__Given request__
Copy every one of the following rows word for word, keeping each number and line unchanged.

[Start Entries shown]

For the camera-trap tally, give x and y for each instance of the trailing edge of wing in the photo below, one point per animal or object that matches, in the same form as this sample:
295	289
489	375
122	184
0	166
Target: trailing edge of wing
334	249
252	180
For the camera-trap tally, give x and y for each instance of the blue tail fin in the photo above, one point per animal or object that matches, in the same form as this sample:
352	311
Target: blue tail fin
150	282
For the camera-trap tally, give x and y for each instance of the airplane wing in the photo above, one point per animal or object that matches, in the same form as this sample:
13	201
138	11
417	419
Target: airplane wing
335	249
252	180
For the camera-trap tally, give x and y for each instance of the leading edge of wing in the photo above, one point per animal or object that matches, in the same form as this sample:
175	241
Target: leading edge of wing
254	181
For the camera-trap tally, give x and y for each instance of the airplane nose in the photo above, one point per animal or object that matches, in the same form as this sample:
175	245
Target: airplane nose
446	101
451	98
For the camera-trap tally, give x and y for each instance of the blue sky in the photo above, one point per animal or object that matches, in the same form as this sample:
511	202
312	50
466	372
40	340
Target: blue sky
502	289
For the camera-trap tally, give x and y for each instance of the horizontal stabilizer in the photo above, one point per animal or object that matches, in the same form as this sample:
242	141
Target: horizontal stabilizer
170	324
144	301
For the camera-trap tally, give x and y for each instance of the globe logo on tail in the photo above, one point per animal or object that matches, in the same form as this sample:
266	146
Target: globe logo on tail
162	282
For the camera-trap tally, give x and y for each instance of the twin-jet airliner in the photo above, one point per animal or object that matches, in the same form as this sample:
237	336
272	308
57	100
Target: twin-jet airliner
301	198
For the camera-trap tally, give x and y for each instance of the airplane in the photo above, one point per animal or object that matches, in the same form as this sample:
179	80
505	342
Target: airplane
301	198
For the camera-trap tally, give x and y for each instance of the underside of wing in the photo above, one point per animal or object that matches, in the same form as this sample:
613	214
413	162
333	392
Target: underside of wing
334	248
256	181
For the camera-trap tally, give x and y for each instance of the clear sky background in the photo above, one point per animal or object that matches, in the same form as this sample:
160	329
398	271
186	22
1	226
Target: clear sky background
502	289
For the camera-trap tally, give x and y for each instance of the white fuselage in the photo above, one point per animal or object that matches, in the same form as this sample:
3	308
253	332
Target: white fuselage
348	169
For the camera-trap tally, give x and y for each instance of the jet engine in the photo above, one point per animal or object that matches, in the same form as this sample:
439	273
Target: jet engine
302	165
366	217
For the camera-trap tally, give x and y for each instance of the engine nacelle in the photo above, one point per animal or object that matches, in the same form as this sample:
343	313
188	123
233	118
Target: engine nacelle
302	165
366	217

[End Entries shown]

__Exercise output__
For the camera-trap tally, give x and y for each instance of the trailing edge of wing in the photo below, one point per animal or object that matches, in the same form as this sample:
295	289
489	375
122	184
0	166
Target: trailing edge of wing
334	249
252	180
For the camera-trap tally, give x and y for each instance of the blue tail fin in the photo above, one point per animal or object that matches, in the same form as this sample:
352	311
Target: blue tail fin
150	282
For the camera-trap tally, give x and y for each instance of the airplane wing in the photo above, one point per animal or object that matches, in the same form as this sample:
13	201
138	11
417	419
Target: airplane wing
335	249
252	180
For the camera-trap tally, give x and y for each instance of the leading edge of wing in the photo above, one point per animal or object that matches, in the same form as this sample:
175	241
Target: leading edge of wing
254	181
For the camera-trap tally, give x and y for each instance of the airplane nose in the photo above, one point per animal or object that matches, in the same form as this sample:
175	245
Target: airplane nose
446	101
451	98
For the camera-trap tally, give x and y for each instance of the blue sky in the photo above, one point per animal or object that matches, in the same form as this sample:
511	202
312	50
466	372
40	340
Target: blue sky
502	289
For the camera-trap tally, give x and y for each instance of the horizontal stabilizer in the photo above, one point per animal or object that matches, in the same form as this sample:
242	141
Target: horizontal stabilizer
170	324
144	301
For the camera-trap tally, give x and y for each instance of the globe logo on tail in the photo above, one point per animal or object that matches, in the same form as this sample:
266	146
Target: globe logo on tail
162	282
For the camera-trap tally, give x and y for each instance of the twin-jet airliner in the photo above, one point per animal or object that matches, in the same form as this sample:
237	336
272	308
57	100
Target: twin-jet airliner
301	198
For the camera-trap tally, give x and y for each instance of the airplane in the photo above, one point per animal or object that matches, in the same form as this sample:
179	80
505	342
Target: airplane
301	198
For the camera-trap tally, give x and y for each instance of the underside of wing in the photo above, one point per animal or object that matches, in the same form as this sample:
613	214
413	162
333	392
Target: underside of wing
334	248
256	181
For the camera-trap tally, give x and y for each instance of the clear sky background in the photo above, one point per animal or object that matches, in the same form as this sample:
160	329
398	271
186	22
1	226
Target: clear sky background
502	289
For the camera-trap tally, give x and y for each instance of the white fuselage in the photo above, one point per animal or object that matches, in the same form as this sample:
3	308
253	332
Target: white fuselage
348	169
For the camera-trap tally, give x and y for each instance of the jet engine in the photo above, one point per animal or object that matches, in the same form as this sample:
439	273
Target: jet engine
302	165
366	217
For the camera-trap tally, give x and y for each instance of the engine nacelle in the photo above, one point per animal or object that matches, in the same form as this sample:
343	313
188	123
233	118
Target: engine nacelle
302	165
366	217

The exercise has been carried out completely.